-- START OF Data for the task --
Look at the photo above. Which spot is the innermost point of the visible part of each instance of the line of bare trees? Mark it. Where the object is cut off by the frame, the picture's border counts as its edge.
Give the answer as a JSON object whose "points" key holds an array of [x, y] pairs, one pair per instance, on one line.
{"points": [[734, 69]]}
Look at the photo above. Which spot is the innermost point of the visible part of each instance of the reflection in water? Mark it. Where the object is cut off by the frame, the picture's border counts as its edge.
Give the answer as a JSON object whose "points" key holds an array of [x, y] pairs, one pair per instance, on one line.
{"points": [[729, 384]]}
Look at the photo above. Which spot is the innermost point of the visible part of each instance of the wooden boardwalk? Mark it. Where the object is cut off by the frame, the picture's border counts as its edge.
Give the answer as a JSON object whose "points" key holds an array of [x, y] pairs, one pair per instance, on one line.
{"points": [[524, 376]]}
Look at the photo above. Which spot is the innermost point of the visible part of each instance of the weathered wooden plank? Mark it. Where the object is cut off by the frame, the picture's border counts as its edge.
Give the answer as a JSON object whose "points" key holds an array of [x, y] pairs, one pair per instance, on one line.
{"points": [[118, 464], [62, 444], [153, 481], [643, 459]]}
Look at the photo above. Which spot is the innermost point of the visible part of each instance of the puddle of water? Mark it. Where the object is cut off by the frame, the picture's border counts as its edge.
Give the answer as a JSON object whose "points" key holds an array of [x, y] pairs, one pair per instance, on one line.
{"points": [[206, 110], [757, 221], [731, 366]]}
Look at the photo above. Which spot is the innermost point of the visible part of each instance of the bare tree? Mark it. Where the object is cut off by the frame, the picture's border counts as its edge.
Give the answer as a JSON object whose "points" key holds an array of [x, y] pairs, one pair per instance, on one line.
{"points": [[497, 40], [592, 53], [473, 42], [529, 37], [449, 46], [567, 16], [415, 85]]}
-- END OF Data for the task --
Turn the records above into a numbered list, one line per item, with the blank lines removed. Include every record.

_Complete output:_
1. Look at the photo above. Which spot is the innermost point of the visible part of each instance of the line of bare trees? Mark it. Where the object is cut off by the frame, the picture's border counts as its edge.
2. Give the answer as a JSON object whose "points" key holds an array of [x, y] pairs, one pair per instance, on one line.
3. {"points": [[734, 69]]}
4. Look at the photo above. Which spot is the innermost point of the visible part of each instance of the reflection in water? Mark it. Where the object is cut off by the frame, the picture's border counts as its edge.
5. Give the answer as a JSON object whose "points" key holds an array of [x, y] pairs, one pair per instance, on one line.
6. {"points": [[729, 384]]}
7. Look at the photo above. Which spot is the innermost point of the visible part of each instance of the wooden boardwalk? Mark it. Where the object is cut off by the frame, the picture's border counts as its edge.
8. Give the answer as a JSON object whose "points" key holds an array of [x, y] pairs, one pair per instance, on one line.
9. {"points": [[524, 376]]}
10. Look at the photo above. Which spot is the innermost point of the visible part of each instance of the weathered wooden plank? Mark it. Where the object is cut off by the frame, the picture's border counts as its edge.
11. Give the answer as a JSON object whose "points" key holds an array of [x, y] pairs, one pair per instance, on one line.
12. {"points": [[118, 464], [62, 444], [153, 481], [643, 459]]}
13. Look at the photo above. Which spot is the innermost point of the visible part of each instance of the puddle of water? Mark it. Where the object is cut off by the frame, the picture's border counts as its edge.
14. Give the answer as a JSON object whose "points" key holds an array of [x, y] pairs, one pair per instance, on one line.
15. {"points": [[206, 110], [757, 221], [731, 366]]}
16. Look at the photo above. Which spot is the innermost point of the visible part of each instance of the bare tree? Mark it. Where the object is cut off by the frame, the picture's border counts as its edge.
17. Give the answer as a JSON object whose "points" key holds an array of [x, y] pairs, one pair per instance, on one line.
18. {"points": [[497, 40], [592, 53], [473, 42], [529, 37], [449, 46], [567, 16], [415, 85]]}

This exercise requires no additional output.